| WHAT NEEDS TO BE DONE |
Copy every one of the entries below word for word.

| DATA FOR THIS TASK |
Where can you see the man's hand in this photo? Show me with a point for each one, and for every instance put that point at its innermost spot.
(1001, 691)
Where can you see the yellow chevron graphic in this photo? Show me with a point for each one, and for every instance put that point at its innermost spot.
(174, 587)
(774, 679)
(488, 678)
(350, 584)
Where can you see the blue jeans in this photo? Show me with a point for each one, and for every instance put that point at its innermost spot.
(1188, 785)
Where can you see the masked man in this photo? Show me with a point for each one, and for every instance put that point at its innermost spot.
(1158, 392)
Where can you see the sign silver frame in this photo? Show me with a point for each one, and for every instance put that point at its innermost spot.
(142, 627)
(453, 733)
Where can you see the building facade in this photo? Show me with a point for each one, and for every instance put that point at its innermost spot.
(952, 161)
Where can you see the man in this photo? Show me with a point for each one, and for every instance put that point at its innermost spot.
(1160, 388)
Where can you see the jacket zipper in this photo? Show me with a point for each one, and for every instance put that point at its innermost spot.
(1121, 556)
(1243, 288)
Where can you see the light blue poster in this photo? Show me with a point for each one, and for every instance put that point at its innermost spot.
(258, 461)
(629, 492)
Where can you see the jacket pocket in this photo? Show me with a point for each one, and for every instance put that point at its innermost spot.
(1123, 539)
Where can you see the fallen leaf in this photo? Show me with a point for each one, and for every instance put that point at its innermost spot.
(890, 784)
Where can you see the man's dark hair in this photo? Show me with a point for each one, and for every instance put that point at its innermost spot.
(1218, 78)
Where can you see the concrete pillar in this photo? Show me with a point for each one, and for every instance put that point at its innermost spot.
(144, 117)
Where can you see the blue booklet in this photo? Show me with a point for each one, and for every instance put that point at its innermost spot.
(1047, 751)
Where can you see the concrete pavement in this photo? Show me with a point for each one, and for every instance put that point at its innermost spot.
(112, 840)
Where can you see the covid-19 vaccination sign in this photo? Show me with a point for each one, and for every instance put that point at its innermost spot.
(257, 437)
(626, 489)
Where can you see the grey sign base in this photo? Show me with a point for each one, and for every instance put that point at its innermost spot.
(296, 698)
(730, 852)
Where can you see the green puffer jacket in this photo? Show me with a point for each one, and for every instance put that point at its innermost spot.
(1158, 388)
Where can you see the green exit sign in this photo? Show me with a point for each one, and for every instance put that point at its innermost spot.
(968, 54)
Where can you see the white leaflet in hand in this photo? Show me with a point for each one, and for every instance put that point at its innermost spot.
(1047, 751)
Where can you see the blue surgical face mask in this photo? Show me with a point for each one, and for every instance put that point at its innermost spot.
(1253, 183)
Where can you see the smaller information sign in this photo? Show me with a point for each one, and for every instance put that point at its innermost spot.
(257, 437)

| EXERCISE RESPONSE |
Where can you see the man's hand in this photo? Show me with a point for each one, and for every instance put that point at its innermost spot.
(1001, 691)
Where can you see the yellow chevron graphic in this photo? Show me with a point for each one, and for every instance put that point at its innermost spot.
(174, 587)
(774, 679)
(488, 678)
(350, 584)
Where can you see the blue jeans in this photo? Show me with a point for each one, and for every instance put that point at its innermost spot.
(1188, 785)
Where can you see the masked man in this photo? Show me with a point for each one, and for every instance put that point at its innermost spot.
(1158, 392)
Where can you see the sign silver frame in this photo? Show me with a point for each one, and for every instance put that point at its innermost spot.
(142, 627)
(453, 733)
Where can you see the building facade in this photo? Show me with a point for each one, and for every instance put that point at its innermost spot.
(952, 161)
Where can you see the man in this photo? Show me with a point for each one, and for every instance put that point at its innermost spot.
(1160, 388)
Where can you see the jacket zipper in this photo? Show me with a point for each one, and for every instance put that point at its innermost spot.
(1121, 556)
(1243, 288)
Where can you see the light blue poster in this photo? Show me with a point for each one, and for every instance put that point at its innermost spot.
(258, 461)
(629, 492)
Where can you see the jacket pocket in this photo? Show me with a point for each one, and for every instance put that point at its innermost spot.
(1123, 539)
Where can you see the fallen leaf in this photo? Show me with a point for each one, and for every instance put that point at its innermost spot.
(890, 784)
Where can you see the man's dark hair in this photo? Show me with a point for each one, and for every instance put that point at its innermost spot.
(1218, 78)
Where can you see the concrete pillar in this photo? Show me with a point for each one, and for every instance put that point at its innermost spot.
(144, 117)
Where can you see the blue booklet in this photo? Show me with a point for each one, and for every instance put that point at its innermost spot.
(1047, 751)
Where can you see the concrete pavement in this photo? Show me with a point for each one, and for every instance put that point at its innermost spot.
(112, 840)
Where can you see the covid-19 vaccination sign in this photo? Show me with a point for each one, and for every instance put that point at its innermost spot.
(257, 437)
(626, 489)
Where can you see the grey sign base in this photo? Show me with a point for each one, and for every instance put that point at its innermost spot.
(296, 698)
(730, 852)
Where can you see the green puffer jacket in this photo? Show me with a point for each one, and for every instance put that point at its innermost spot.
(1158, 388)
Where can you see the green exit sign in this photo? Show me with a point for each one, and for every instance put that point at its innermost spot.
(968, 54)
Where can you see the white leaflet in hand in this photo? Show me with a point for each one, and for every instance put that point at its innermost spot.
(1047, 751)
Where can you see the blue surgical face mask in this photo? Show me with a point for each one, and for every instance put that point at its innermost spot.
(1253, 183)
Where can you see the smaller information sign in this photo? Show me with a point for each one, and for every instance put that point at its innermost spot.
(257, 437)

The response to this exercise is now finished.